*** 文書の抜粋

何回も言うが、中国人の多くは善良でいい人たちだ。しかし権力の座にある連中の権威主義(世の中の秩序はエラい順になっていて、これには外国人も従うのが当然、というもの)は、日本人が生きている近代の「人間主義=ヒューマニズム」の時代以前のものだ。中国は世界でも最も早い中世初期には、君主の絶対的な権利を確立して、以後変わらない。君主が大きな利権を抑えて、有力企業家の台頭を許さないから、産業革命は起きずに後進化した。

それを1990年代から外資で補って富を築き、その富で覇を唱え、足らざる技術は海外で企業ごと買収する。そして国内では、個人の人間としての権利を制限する一方で、国際社会では中小国の国家としての権利と尊厳を踏みにじる。「中国は父親格、他の国家は母親、妾、あるいは子供たち」という、はるか昔の世界認識を表に出して愧じない。

普通の日本人は、そうした中国人から「被害」を受けずにすんでいるが、米国がアジアから去れば、日常たっぷりと味わわされることになるだろう。例えば政党も中国系与党一党のみとされ、就職では中国語検定資格取得が必須となるだろう。そして、日本のめぼしい企業は、みんな中国企業に吸い取られ、利益や技術やポストを奪い取られることになる。米国は、ここまであこぎではない。

そして根本的な誤解があると思うのは、米国は中国との貿易を全面禁止しようとしているのではない、ということだ。禁止するのは、最先端技術のみ。その他は、これまで通り取引は自由なのだ。米ソ対立の厳しかった米ソ冷戦時代でも、西側は最先端技術の対ソ輸出を制限していたが、その他の品目の貿易は自由だったのだから。

******
*** 提供データ

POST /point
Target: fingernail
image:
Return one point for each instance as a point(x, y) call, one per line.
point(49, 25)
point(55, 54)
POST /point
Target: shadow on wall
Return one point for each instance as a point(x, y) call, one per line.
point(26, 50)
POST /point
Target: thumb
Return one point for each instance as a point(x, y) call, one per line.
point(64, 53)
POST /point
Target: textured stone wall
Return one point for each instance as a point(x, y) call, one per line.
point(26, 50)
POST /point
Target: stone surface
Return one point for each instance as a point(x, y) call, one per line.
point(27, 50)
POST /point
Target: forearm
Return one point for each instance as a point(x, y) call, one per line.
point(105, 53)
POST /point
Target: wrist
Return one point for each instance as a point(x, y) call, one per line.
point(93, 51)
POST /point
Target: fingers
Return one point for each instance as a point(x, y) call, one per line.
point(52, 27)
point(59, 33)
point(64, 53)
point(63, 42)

******
*** 提供データ

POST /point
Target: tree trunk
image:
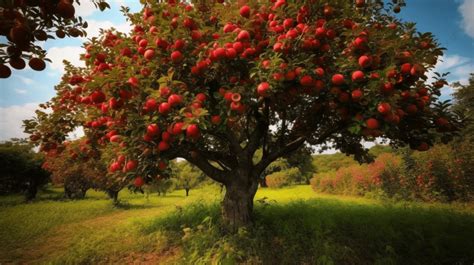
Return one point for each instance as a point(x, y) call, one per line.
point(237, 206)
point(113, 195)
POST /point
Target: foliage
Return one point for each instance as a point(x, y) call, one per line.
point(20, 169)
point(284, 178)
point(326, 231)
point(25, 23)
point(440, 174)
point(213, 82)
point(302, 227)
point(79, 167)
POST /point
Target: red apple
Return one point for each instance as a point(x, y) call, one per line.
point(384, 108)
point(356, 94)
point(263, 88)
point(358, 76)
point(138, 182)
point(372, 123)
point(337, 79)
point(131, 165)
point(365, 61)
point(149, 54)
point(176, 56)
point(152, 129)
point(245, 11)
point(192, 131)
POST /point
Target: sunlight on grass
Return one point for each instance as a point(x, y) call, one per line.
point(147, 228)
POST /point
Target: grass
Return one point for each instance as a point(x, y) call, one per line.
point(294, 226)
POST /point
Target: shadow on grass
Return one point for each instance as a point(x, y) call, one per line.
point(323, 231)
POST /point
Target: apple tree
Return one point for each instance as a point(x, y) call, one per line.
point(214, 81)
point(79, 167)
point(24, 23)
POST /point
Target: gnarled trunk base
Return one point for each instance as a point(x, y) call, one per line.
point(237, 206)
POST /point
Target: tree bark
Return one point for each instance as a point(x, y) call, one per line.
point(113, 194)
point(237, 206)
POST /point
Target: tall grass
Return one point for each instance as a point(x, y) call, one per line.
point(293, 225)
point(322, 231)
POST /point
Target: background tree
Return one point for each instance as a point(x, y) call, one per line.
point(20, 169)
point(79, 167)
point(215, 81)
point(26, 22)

******

- _作業内容_
(a) 文書の抜粋によれば、米国が中国との貿易において禁止するのは何ですか。
(b) 文書の抜粋のうち、「何回も言うが、中国人の多くは」から「界認識を表に出して愧じない。」までの部分をそのまま返してください。
(c) 中国と米国の関係を論じた文書の抜粋を、途切れたところから書き継いでください。

- _想定される回答_
(a) 最先端技術のみです。

(b)
何回も言うが、中国人の多くは善良でいい人たちだ。しかし権力の座にある連中の権威主義(世の中の秩序はエラい順になっていて、これには外国人も従うのが当然、というもの)は、日本人が生きている近代の「人間主義=ヒューマニズム」の時代以前のものだ。中国は世界でも最も早い中世初期には、君主の絶対的な権利を確立して、以後変わらない。君主が大きな利権を抑えて、有力企業家の台頭を許さないから、産業革命は起きずに後進化した。

それを1990年代から外資で補って富を築き、その富で覇を唱え、足らざる技術は海外で企業ごと買収する。そして国内では、個人の人間としての権利を制限する一方で、国際社会では中小国の国家としての権利と尊厳を踏みにじる。「中国は父親格、他の国家は母親、妾、あるいは子供たち」という、はるか昔の世界認識を表に出して愧じない。

(c)
なぜ最先端技術を禁止するかというと、中国は我々から入手したものを使って我々に飛びかかってくる悪い癖、つまり兵器を開発するし、なりふり構わず、われわれの企業から市場を奪っていくからだ。

そして、米国が先端技術の輸出規制で取る措置に、日本企業は逆らえない。米国の措置を無視して最先端技術を中国に出せば、それは日本でも外為法違反になるし、日本政府が見落としていれば、米国政府がその日本企業を「制裁」する。米国政府はよその国の企業に手を出せないはずだが、世界の大企業はだいたい米国でも手広いビジネスをしているから、そこを「人質」に取られる。つまり米国の規制に従わないなら、今後米国でビジネスを禁じる、あるいは米国銀行との取引を禁じる、と言われるのである。米国銀行との取引を禁じられると、ドル決済ができなくなる。ということは、その企業は海外貿易をほとんどできなくなるということなのだ。これを米国法の「域外適用」と言うが、これは違法ではない。米国市場と米国ドルの力を使った強制措置である。

ただ米国が中国に対してとる措置で、日本としてついていけないものはもちろんある。好例は台湾防衛で、自衛艦・自衛隊機が出動して米軍とともに、台湾を守るために中国軍と戦闘する、あるいは台湾を守るための米国海軍艦船・飛行機が日本の米軍基地から進発することには、日本として同意できない。中国がミサイル、それも悪くすると核ミサイルで日本の米軍基地をたたく可能性が出てくるからだ。戦闘行動に至らないものなら、台湾を防衛するのは日本にとっても大事なことだが、日本ができることには限界があるのである。そしてこのことは、米側に率直に説明しておくべきだ。米国は、日本の立場を尊重するだろう。しなければ、日本での彼らの立場には保証がなくなる。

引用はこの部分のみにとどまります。